**Goal of the exercise**
Print the part of the audit committee comment that starts at "In addition to" and ends at "they invest in.", word for word.

Because share ownership of 10% or less in a company does not disqualify a person from being independent for audit committee purposes under the proposed safe harbor provision, the discussion in this Section covers only share ownership of more than 10%. In Section B above we urge the Commission to increase the threshold under the proposed safe harbor from 10% to 20%. Although we have retained the reference to the currently proposed 10% threshold level in our discussion in this Section, we believe that the threshold should be increased to 20%, and that the analysis and conclusions in this Section apply equally with a 20% threshold.
The following is a summary of the effect of the proposed exemptions for stock ownership of more than 10% of companies ("Investees") in several relevant circumstances.
In addition to the above exemptions, the proposed Rule would provide special exemptions for foreign private issuers, and a limited exemption in the case of an IPO discussed in Section D below. Also, where a director is not within the proposed safe harbor or one of the above exemptions because of equity ownership, it may be possible to claim that a director is not in a control relationship based on a facts and circumstances analysis. However, in light of the difficulties in making a control determination and other factors discussed in Section B above, we would not expect widespread use of that approach.
Our major concern is with the limitations on the ability of significant shareholders to be represented on audit committees of the Investee companies they invest in.
The corporate structure used by some entities in which some or all debt financing is provided through consolidated, controlled subsidiaries is identified in the Release. The Commission correctly recognizes the valid need and requirement for the Parent company to control the financial operations of the consolidated subsidiary in such a case. We strongly support the proposed exemption of the consolidated subsidiary from the requirements of Rule. In addition, we agree with the condition for the complete exemption from the Rule that the subsidiary not have any class of equity listed other than non-convertible, non-participating preferred. Where the consolidated subsidiary has such equity listed, we believe that a more limited exemption should be available as discussed in Subsection 2 below.
In addition, the proposal would condition the exemption not only on the Investee company being a consolidated subsidiary, but also on the Parent having majority ownership. As long as the Investee company is consolidated in the financial statements of the Parent, there is no need for the further requirement that the Parent have majority ownership. For example, there are joint ventures in which no participant has majority ownership, but where accounting rules would require consolidation. We would expect that there will be additional structures in which consolidation is required even though there is no majority ownership, under the interpretation governing Consolidation of Variable Interest Entities recently adopted by the Financial Accounting Standards Board.1
In all such cases, the rationale given in the Release for the exemption would apply -- subjecting the subsidiary to the proposed Rule would add little additional benefit if the subsidiary is closely controlled by a parent issuer subject to the Rule and could create an onerous burden on the Parent to recruit and maintain an audit committee meeting the requirements for each subsidiary.
Furthermore, subjecting the consolidated entity to the audit committee requirements of the proposed Rule would have the effect of limiting the Parent's ability to exercise its critical decision-making responsibilities relating to the auditing, accounting and financial reporting process of the consolidated entity. Those decisions could have a material impact on the financial operations and financial reporting of the Parent.
We urge the Commission to eliminate the majority ownership condition of the proposed exemption where the entity is consolidated in the financial statements of the Parent.
In addition, the proposed Rule would condition the exemption on the Parent having a class of common equity securities listed with a SRO subject to the Rule. While we agree that the exemption should be conditioned on the Parent being subject to the Rule by reason of having a class of securities listed with a SRO, we can see no valid reason why that has to be a class of common equity. The Release gives no rationale for denying the exemption if common equity is not listed.

**Stored data**

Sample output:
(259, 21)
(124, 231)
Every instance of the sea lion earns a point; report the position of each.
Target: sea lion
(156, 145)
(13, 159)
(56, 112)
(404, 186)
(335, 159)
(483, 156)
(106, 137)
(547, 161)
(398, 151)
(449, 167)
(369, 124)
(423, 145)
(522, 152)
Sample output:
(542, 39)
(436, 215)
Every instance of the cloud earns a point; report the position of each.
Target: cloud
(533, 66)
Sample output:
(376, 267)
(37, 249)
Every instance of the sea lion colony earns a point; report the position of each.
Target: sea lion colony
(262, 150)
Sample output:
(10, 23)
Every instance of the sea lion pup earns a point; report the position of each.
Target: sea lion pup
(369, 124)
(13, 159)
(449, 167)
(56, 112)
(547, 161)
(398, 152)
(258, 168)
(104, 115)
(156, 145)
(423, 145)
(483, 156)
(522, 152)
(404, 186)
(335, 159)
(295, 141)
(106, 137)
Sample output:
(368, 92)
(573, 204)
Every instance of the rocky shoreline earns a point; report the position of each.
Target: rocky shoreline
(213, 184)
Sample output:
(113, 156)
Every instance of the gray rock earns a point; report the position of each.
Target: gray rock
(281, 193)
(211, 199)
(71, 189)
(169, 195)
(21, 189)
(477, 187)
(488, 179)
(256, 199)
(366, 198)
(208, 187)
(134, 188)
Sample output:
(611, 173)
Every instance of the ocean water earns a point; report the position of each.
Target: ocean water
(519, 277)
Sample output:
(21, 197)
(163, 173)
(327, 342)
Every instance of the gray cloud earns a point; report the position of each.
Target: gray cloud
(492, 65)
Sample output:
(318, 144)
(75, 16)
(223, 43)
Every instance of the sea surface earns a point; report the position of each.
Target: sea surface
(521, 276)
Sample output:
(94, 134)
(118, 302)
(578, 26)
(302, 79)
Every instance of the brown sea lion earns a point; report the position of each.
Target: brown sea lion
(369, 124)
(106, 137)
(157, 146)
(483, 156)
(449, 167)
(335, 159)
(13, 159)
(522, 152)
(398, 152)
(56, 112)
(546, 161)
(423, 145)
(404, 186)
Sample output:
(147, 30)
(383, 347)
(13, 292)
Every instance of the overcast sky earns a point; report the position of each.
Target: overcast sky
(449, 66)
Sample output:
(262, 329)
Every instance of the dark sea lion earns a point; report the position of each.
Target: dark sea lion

**The completed task**
In addition to the above exemptions, the proposed Rule would provide special exemptions for foreign private issuers, and a limited exemption in the case of an IPO discussed in Section D below. Also, where a director is not within the proposed safe harbor or one of the above exemptions because of equity ownership, it may be possible to claim that a director is not in a control relationship based on a facts and circumstances analysis. However, in light of the difficulties in making a control determination and other factors discussed in Section B above, we would not expect widespread use of that approach.
Our major concern is with the limitations on the ability of significant shareholders to be represented on audit committees of the Investee companies they invest in.